## Instructions for the task:
Render the stretch from the line containing "of the black" through the final line below as a JSON list of strings, with one string per line and blank lines left out.

Start Record set

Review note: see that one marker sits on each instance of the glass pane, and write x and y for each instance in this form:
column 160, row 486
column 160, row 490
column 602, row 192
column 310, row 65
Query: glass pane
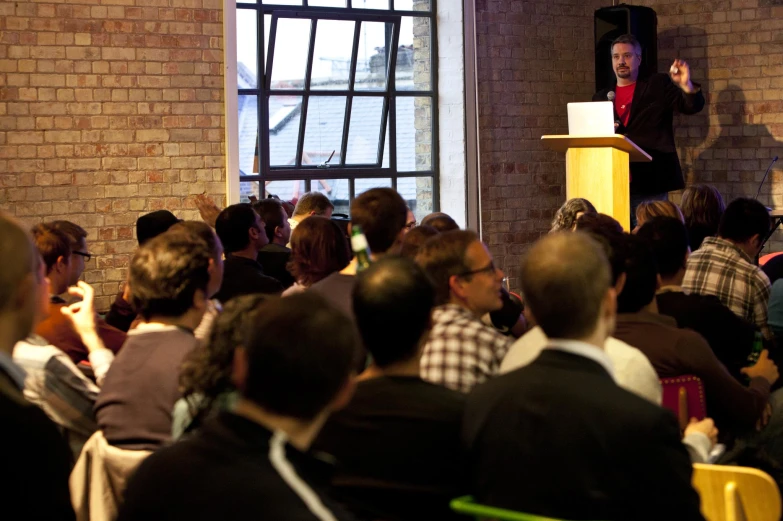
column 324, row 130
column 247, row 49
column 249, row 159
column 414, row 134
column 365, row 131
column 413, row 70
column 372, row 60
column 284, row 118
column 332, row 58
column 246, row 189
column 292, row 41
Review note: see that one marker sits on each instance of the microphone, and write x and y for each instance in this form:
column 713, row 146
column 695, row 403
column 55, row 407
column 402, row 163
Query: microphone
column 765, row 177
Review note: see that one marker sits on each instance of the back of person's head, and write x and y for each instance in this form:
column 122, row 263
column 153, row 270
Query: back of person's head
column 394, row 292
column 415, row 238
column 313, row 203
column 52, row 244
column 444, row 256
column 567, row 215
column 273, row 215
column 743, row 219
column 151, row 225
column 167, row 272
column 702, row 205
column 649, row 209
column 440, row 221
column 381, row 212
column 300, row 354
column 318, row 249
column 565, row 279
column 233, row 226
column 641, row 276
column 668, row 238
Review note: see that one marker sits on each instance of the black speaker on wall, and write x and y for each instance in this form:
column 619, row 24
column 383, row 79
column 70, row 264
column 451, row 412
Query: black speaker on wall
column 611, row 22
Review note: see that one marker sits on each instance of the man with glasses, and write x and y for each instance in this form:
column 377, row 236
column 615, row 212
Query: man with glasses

End Record set

## The solution:
[
  "Review note: see that one marker sits on each instance of the black speaker on wall, and write x and y for each instance in this form:",
  "column 619, row 24",
  "column 383, row 79",
  "column 70, row 264",
  "column 451, row 412",
  "Query: black speaker on wall",
  "column 611, row 22",
  "Review note: see that one marker sits on each instance of the man with glasses, and write x and y for each instance in this form:",
  "column 377, row 236",
  "column 615, row 212",
  "Query: man with glasses"
]